By AFP - Apr 26,2023 - Last updated at Apr 26,2023

Philippine soldiers fire 155 mm Howitzers during a live fire exercise as part of the US-Philippines Balikatan joint exercise at the naval training base in San Antonio, Zambales province, on Wednesday (AFP photo)

TAIPEI/ SAN ANTONIO — Taiwan's military will practise intercepting warships and combating a Chinese blockade of the island during annual war game simulations in July, the defence ministry said Wednesday.

Democratic Taiwan lives under constant threat of an attack by Beijing, which views the island as part of its territory that must be reunified.

The annual "Han Kuang" (Han Glory) drills will be divided into computer war games in May tackling "various possible actions of the enemy's invasion of Taiwan" and partial live-fire exercises in July, the ministry said.

"Our scenarios are based on the enemy's current threats to invade Taiwan and its recent military exercises harassing Taiwan," Major General Lin Wen-huang told reporters when asked whether China's Shandong aircraft carrier would factor into this year's scenarios.

The Shandong was used by Beijing during military exercises this month simulating targeted strikes and a blockade of Taiwan. 

The five-day exercises in July will help bolster Taiwan's ability to intercept China's naval and amphibious fleets, Lin said.

The military will also practise “joint anti-blockade on the main external waterways to maintain the safety of marine transportation routes and counter the enemy’s blockade”, he said.

Taiwan also incorporated lessons from Russia’s invasion of Ukraine into last year’s Han Kuang drills and planned to do so again, the ministry said. 

Beijing’s sabre-rattling has intensified in recent years.

Its most recent war games were a response to a meeting between Taiwanese President Tsai Ing-wen and US House Speaker Kevin McCarthy in California.

On the last day of the drills, Beijing sent 54 aircraft into the island’s south-western and southeastern air defence identification zone (ADIZ), the highest number recorded in a single day since October 2021.

Prompt 1 - Rewrite the passage of the Taiwan drills article that opens with the words "Taiwan also incorporated" and closes with "in recent years.", putting "insights" in place of "lessons".
Prompt 2 - Extend the news report on Taiwan's Han Kuang drills past its final sentence.

Data records -
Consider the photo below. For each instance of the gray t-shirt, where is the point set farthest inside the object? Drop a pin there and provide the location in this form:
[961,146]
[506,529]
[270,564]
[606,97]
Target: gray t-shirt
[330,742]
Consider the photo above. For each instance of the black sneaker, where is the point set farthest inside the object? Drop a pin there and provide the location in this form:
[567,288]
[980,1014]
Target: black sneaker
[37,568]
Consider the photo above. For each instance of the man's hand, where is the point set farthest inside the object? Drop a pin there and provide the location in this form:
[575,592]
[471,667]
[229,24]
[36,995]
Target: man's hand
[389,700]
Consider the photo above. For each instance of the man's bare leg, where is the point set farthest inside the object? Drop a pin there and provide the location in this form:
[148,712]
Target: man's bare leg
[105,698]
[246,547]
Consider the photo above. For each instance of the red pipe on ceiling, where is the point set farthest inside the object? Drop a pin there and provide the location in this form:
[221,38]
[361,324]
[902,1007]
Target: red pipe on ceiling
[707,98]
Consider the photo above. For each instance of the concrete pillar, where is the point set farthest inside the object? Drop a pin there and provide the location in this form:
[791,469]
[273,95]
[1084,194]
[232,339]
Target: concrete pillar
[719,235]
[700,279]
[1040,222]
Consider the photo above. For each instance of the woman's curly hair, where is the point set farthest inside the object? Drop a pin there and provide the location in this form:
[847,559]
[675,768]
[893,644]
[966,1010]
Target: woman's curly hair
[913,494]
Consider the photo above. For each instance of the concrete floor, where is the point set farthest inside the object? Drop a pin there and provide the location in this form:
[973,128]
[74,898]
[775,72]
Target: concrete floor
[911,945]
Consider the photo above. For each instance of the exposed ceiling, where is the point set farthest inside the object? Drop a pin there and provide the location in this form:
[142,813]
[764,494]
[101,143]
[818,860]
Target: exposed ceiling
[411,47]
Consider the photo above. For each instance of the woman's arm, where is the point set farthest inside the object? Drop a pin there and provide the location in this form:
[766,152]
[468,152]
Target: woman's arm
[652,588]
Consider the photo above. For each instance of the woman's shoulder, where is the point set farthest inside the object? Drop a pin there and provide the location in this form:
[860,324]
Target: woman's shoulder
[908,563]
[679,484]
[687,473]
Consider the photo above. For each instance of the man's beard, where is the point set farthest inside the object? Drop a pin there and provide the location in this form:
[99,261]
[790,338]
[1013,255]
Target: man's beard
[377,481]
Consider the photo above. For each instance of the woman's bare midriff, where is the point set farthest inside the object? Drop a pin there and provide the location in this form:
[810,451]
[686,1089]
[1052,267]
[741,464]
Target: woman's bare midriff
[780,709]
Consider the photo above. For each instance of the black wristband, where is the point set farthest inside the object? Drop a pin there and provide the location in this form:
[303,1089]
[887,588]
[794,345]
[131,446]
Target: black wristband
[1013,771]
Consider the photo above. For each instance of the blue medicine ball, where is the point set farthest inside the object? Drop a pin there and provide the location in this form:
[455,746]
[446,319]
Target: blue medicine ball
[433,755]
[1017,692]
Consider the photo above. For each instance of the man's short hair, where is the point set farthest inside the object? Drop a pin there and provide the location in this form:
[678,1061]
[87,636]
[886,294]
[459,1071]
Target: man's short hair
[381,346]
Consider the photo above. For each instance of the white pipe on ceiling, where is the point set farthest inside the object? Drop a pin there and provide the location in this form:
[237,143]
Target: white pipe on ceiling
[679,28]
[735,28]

Expected answer 1 -
Taiwan also incorporated insights from Russia’s invasion of Ukraine into last year’s Han Kuang drills and planned to do so again, the ministry said. 

Beijing’s sabre-rattling has intensified in recent years.

Expected answer 2 -
Beijing launched its largest-ever military exercises around the island last August, following a visit to Taiwan by McCarthy’s predecessor Nancy Pelosi. 

The presence of Chinese warships and ADIZ incursions by jets has become a routine occurrence in recent years.

US and Philippine troops fired a salvo of rockets at a warship representing an enemy vessel in the disputed South China Sea on Wednesday, in the final exercise of the allies’ largest-ever military drills.

It was the first time the countries had conducted a joint live-fire exercise in the hotly contested waters, which China claims almost entirely.

Philippine President Ferdinand Marcos, who has sought stronger defence ties with the United States, sat in an observation tower with US and Philippine officials watching the event north of Manila.

“No Hollywood effects this morning, this is old-fashioned training,” said Lt. Col. Nick Mannweiler, a US Marine Corps public affairs officer.

The live-fire drill kicked off with the US HIMARS precision rocket system launching a series of rounds at a decommissioned Philippine Navy corvette anchored about 22 kilometres off the coast.

The objective was to sink the decades-old ship, which represented an enemy vessel approaching the Philippine shore.

That was followed by artillery units lined up along a grassy field firing rockets at floating drums 10 kilometres offshore. 

F-16 Fighting Falcons, AH-64 Apache attack helicopters and Philippine Air Force FA-50 fighter jets were also to take part in the event.

The drill was briefly interrupted when a small private aircraft entered the exercise area, Mannweiler told AFP.


‘Ironclad alliance’ 


The drills aim to boost Manila’s military capability while serving as a US show of support for its Asian ally as China’s assertiveness in the region grows stronger.

Nearly 18,000 troops have taken part in the annual exercises dubbed Balikatan, or “shoulder to shoulder”, in Tagalog.

Wednesday’s event “demonstrated new potential and revitalised the strength of our militaries while we continuously forge an ironclad alliance”, the Balikatan director for the Philippine military, Maj. Gen. Marvin Licudine, said in a statement.

The drills, which began on April 11, have involved helicopters landing on a Philippine island off the northern tip of the main island of Luzon, nearly 300 kilometres from Taiwan.

The US military also showed off its Patriot missiles, considered one of the best air defence systems in the world.

This year’s Balikatan follows a deal announced earlier this month for US forces to use an increased number of bases in the Philippines, including one near Taiwan.

The exercises and growing US access to Philippine bases have angered China, which has accused the United States of endangering regional peace and trying to drive a wedge between Manila and Beijing.

Philippine drills spokesman Col. Michael Logico said it was the Southeast Asian country’s “inviolable right to exercise within our territory”. 

Beijing claims sovereignty over almost the entire South China Sea, including the Spratly Islands, ignoring an international ruling that the assertion has no legal basis.

China’s foreign ministry spokeswoman Mao Ning said Wednesday that “defence and security cooperation between countries... should not escalate tensions... and should not target any third party”.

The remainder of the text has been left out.